INSTRUCTIONS FOR THE TASK » Could you write out the records below exactly as they appear?

┌─ LISTING

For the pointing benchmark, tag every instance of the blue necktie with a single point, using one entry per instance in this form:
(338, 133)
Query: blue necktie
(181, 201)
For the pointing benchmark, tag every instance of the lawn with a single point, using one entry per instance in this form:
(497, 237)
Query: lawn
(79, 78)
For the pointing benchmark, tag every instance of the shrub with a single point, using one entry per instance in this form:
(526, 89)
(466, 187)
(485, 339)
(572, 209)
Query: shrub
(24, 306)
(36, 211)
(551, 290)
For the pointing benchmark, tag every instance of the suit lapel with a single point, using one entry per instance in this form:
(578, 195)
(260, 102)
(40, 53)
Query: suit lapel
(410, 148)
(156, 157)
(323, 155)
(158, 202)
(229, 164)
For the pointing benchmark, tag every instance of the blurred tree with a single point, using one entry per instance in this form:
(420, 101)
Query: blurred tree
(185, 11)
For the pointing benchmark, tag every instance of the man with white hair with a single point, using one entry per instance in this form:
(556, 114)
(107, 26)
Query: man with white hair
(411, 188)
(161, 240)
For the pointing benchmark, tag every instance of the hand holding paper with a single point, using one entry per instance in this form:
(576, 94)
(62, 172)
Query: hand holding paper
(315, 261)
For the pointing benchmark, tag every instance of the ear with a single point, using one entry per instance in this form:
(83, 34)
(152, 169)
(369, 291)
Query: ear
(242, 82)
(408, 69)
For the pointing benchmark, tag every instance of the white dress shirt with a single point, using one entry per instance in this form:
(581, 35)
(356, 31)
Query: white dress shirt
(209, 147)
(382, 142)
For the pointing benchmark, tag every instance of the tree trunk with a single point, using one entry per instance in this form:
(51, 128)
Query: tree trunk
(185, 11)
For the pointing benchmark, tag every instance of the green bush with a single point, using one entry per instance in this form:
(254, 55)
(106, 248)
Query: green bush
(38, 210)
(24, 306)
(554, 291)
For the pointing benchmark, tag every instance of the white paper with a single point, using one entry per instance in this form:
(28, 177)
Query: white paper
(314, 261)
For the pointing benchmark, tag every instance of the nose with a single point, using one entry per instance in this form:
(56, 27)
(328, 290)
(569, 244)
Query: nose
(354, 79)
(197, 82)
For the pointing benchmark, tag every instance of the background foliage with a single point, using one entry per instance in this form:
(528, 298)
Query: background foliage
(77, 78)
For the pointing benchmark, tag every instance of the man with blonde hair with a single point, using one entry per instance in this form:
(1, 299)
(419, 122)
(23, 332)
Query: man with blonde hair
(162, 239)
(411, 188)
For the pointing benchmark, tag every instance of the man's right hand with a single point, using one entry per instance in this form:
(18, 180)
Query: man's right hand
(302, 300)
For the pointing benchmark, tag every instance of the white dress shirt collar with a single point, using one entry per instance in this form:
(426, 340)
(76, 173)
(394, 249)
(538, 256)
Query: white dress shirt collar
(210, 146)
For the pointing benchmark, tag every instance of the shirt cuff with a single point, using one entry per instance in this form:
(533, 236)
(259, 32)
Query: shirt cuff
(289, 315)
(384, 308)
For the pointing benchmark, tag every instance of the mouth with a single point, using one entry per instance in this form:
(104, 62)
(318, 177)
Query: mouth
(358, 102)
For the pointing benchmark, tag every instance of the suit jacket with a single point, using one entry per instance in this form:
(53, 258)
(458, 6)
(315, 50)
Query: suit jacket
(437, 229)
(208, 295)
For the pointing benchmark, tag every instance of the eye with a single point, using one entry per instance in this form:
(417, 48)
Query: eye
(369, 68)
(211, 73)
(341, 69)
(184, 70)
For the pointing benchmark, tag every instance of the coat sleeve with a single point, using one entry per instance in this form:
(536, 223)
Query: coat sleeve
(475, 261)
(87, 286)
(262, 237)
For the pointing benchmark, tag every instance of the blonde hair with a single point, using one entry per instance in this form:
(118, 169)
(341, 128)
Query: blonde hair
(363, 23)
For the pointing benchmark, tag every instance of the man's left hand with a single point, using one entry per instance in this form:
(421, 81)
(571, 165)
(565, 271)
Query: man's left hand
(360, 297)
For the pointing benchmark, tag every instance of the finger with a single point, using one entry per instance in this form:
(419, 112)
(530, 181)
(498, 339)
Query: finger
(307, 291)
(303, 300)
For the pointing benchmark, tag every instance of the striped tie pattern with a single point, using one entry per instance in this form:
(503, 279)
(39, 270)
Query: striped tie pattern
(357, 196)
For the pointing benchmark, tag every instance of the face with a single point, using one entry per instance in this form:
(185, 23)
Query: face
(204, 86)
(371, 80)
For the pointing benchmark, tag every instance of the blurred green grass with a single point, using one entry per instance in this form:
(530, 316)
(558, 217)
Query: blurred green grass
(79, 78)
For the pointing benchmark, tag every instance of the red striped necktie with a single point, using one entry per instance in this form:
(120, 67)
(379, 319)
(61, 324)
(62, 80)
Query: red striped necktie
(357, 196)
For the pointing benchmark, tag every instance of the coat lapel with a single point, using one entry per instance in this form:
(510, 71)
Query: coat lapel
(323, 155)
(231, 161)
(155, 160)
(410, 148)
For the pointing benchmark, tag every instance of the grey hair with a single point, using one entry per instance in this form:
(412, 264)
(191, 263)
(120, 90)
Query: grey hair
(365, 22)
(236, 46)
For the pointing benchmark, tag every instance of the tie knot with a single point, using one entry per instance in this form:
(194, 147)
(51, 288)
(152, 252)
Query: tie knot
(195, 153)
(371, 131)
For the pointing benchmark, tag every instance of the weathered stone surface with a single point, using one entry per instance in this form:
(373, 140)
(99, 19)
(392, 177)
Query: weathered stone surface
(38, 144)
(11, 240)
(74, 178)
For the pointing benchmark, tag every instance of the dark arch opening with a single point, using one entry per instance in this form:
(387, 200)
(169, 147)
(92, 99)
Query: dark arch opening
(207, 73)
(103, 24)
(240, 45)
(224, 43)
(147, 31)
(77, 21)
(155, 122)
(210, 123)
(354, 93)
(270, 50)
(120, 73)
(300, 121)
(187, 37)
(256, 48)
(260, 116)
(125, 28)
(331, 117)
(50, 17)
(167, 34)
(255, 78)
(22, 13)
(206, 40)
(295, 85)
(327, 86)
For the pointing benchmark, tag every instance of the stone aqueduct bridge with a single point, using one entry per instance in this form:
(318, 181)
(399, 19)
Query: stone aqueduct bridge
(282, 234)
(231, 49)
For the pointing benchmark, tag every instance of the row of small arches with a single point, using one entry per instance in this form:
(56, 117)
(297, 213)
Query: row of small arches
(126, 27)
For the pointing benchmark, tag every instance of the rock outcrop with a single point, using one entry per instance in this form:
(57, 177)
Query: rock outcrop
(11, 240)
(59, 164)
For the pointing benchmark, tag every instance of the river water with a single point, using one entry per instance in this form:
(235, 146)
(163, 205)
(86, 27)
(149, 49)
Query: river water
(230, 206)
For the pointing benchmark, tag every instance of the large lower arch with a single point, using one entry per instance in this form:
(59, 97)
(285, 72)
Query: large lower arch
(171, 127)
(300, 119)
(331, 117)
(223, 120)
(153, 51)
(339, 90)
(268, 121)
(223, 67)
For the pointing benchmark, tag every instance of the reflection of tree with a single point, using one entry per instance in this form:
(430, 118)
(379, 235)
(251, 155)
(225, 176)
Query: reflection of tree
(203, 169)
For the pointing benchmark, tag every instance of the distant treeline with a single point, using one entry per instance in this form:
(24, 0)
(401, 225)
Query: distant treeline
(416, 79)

└─

RESPONSE TO THE TASK »
For the pointing benchmark, tag every instance of the blue necktie with a single point, using one entry per instance in this form:
(338, 133)
Query: blue necktie
(181, 201)
For the pointing benchmark, tag every instance of the lawn with a single point, using one entry per instance in this form:
(497, 237)
Query: lawn
(79, 78)
For the pointing benchmark, tag every instance of the shrub with a single point, using one entry per instance in this form:
(526, 89)
(466, 187)
(485, 339)
(572, 209)
Query: shrub
(24, 306)
(36, 211)
(551, 290)
For the pointing benchmark, tag every instance of the suit lapel with a single point, using one entry per instance in this form:
(578, 195)
(260, 102)
(40, 53)
Query: suit lapel
(410, 148)
(156, 157)
(323, 155)
(158, 202)
(229, 164)
For the pointing benchmark, tag every instance of the blurred tree with a single point, using one entry per instance in this form:
(420, 101)
Query: blurred tree
(185, 11)
For the pointing benchmark, tag every instance of the man with white hair with a single point, using one entry per instance in this form:
(556, 114)
(107, 26)
Query: man with white hair
(411, 188)
(161, 240)
For the pointing benchmark, tag every instance of the hand holding paper with a single point, using one entry per instance in this form:
(576, 94)
(62, 172)
Query: hand holding paper
(315, 261)
For the pointing benchmark, tag every instance of the ear with a single point, using one entry per instance in this form:
(83, 34)
(152, 169)
(369, 291)
Query: ear
(242, 82)
(408, 69)
For the pointing benchmark, tag every instance of the white dress shirt with a single point, using one entry per instance in this form:
(581, 35)
(356, 31)
Query: white dress shirt
(209, 147)
(382, 142)
For the pointing benchmark, tag every instance of the tree trunk with a single point, using one entry per instance in this form:
(51, 128)
Query: tree trunk
(185, 11)
For the pointing benchmark, tag every instance of the green bush with a single point, using one entry per instance in this form:
(254, 55)
(106, 248)
Query: green bush
(38, 210)
(24, 306)
(554, 291)
For the pointing benchmark, tag every instance of the white paper with a single point, using one entry per instance in this form:
(28, 177)
Query: white paper
(314, 261)
For the pointing benchmark, tag every instance of the nose with a single point, using one entry per instance in this form:
(56, 27)
(328, 290)
(569, 244)
Query: nose
(354, 79)
(197, 82)
For the pointing benchmark, tag every instance of the background foliage with a single point, using one entry per instance in this form:
(528, 298)
Query: background foliage
(77, 78)
For the pointing benchmark, tag every instance of the man with blonde hair with a single point, using one entry per instance in this form:
(1, 299)
(419, 122)
(23, 332)
Query: man with blonde hair
(162, 239)
(411, 188)
For the pointing benchmark, tag every instance of the man's right hand with a single point, using one entry per instance in this form:
(18, 180)
Query: man's right hand
(302, 300)
For the pointing benchmark, tag every instance of the white dress shirt collar with a single point, using one entry per instance in this form:
(426, 340)
(76, 173)
(394, 249)
(538, 256)
Query: white dress shirt collar
(210, 146)
For the pointing benchmark, tag every instance of the shirt cuff with a single point, using one entry per instance in this form:
(533, 236)
(259, 32)
Query: shirt cuff
(289, 315)
(384, 308)
For the pointing benchmark, tag every instance of the mouth with a single point, using one entry per instance in this form:
(104, 62)
(318, 177)
Query: mouth
(358, 102)
For the pointing benchmark, tag every instance of the suit jacket with a single point, using one entry per instance in this form:
(53, 258)
(458, 6)
(315, 50)
Query: suit jacket
(437, 229)
(208, 295)
For the pointing benchmark, tag every instance of the eye with a single point, using one entry per instance in this form:
(417, 48)
Query: eye
(369, 68)
(211, 73)
(341, 69)
(184, 70)
For the pointing benchmark, tag every instance of the coat sleeve with a single point, using one entry per instance in this form:
(536, 223)
Query: coat sleeve
(475, 261)
(87, 286)
(262, 237)
For the pointing benchmark, tag every instance of the blonde hair with a single point, using one entry per instance in this form:
(118, 169)
(341, 128)
Query: blonde hair
(363, 23)
For the pointing benchmark, tag every instance of the man's left hand with a single point, using one entry per instance in this form:
(421, 81)
(571, 165)
(565, 271)
Query: man's left hand
(360, 297)
For the pointing benchmark, tag every instance of the finger with a single point, using one entry per instance in this form:
(419, 112)
(530, 181)
(498, 339)
Query: finger
(307, 291)
(303, 300)
For the pointing benchmark, tag every instance of the striped tie pattern with a single point, using one entry per instance in this form:
(503, 279)
(39, 270)
Query: striped tie pattern
(357, 196)
For the pointing benchmark, tag every instance of the face with a single point, using one entry per instance in this form:
(185, 23)
Query: face
(204, 86)
(371, 80)
For the pointing benchmark, tag every instance of the blurred green grass with a single point, using one entry per instance in this form:
(530, 316)
(558, 217)
Query: blurred green grass
(79, 78)
For the pointing benchmark, tag every instance of the red striped necktie with a single point, using one entry per instance in this form:
(120, 67)
(379, 319)
(61, 324)
(62, 80)
Query: red striped necktie
(357, 196)
For the pointing benchmark, tag every instance of the coat lapel with a single point, using one entry per instance in this form:
(510, 71)
Query: coat lapel
(323, 155)
(231, 161)
(155, 160)
(410, 148)
For the pointing benchmark, tag every instance of the grey hair with a single point, using one entry per instance in this form:
(412, 264)
(191, 263)
(120, 90)
Query: grey hair
(365, 22)
(236, 46)
For the pointing benchmark, tag every instance of the tie knot with a single point, using one entry per instance in this form:
(194, 147)
(51, 288)
(152, 252)
Query: tie knot
(195, 153)
(371, 131)
For the pointing benchmark, tag every instance of the weathered stone surface with a single point, using one entry per instance in this form:
(373, 140)
(99, 19)
(392, 177)
Query: weathered stone surface
(38, 144)
(11, 240)
(74, 178)
For the pointing benchmark, tag every instance of the dark arch opening with a single point, using one entry per instance in this form:
(387, 200)
(169, 147)
(92, 99)
Query: dark arch opening
(207, 73)
(103, 24)
(240, 45)
(224, 43)
(147, 31)
(77, 21)
(155, 122)
(210, 123)
(354, 93)
(270, 50)
(120, 73)
(300, 121)
(187, 37)
(256, 48)
(260, 116)
(125, 28)
(331, 117)
(50, 17)
(167, 34)
(255, 78)
(22, 13)
(206, 40)
(295, 85)
(327, 86)
For the pointing benchmark, tag every instance of the stone aqueduct bridge with a single point, using one entry per instance in this form:
(318, 181)
(399, 19)
Query: stone aqueduct bridge
(282, 234)
(231, 49)
For the pointing benchmark, tag every instance of the row of small arches with a single point, using one entry per instance in this form:
(56, 117)
(297, 213)
Query: row of small arches
(126, 27)
For the pointing benchmark, tag every instance of the rock outcrop with a single point, using one entry per instance in this form:
(57, 177)
Query: rock outcrop
(11, 240)
(59, 164)
For the pointing benchmark, tag every instance of the river water with a single point, using one entry per instance in this form:
(235, 146)
(163, 205)
(86, 27)
(149, 49)
Query: river water
(230, 206)
For the pointing benchmark, tag every instance of the large lower arch with a single point, using one entry per instance in this form:
(59, 97)
(285, 72)
Query: large lower arch
(171, 127)
(300, 119)
(331, 117)
(223, 120)
(153, 51)
(339, 90)
(268, 121)
(223, 67)
For the pointing benchmark, tag every instance of the reflection of tree with a single point, using one entry per instance in this form:
(430, 118)
(379, 235)
(251, 155)
(225, 176)
Query: reflection of tree
(203, 169)
For the pointing benchmark, tag every instance of the distant treeline with a single point, using one entry per instance in this form:
(24, 0)
(401, 225)
Query: distant treeline
(416, 79)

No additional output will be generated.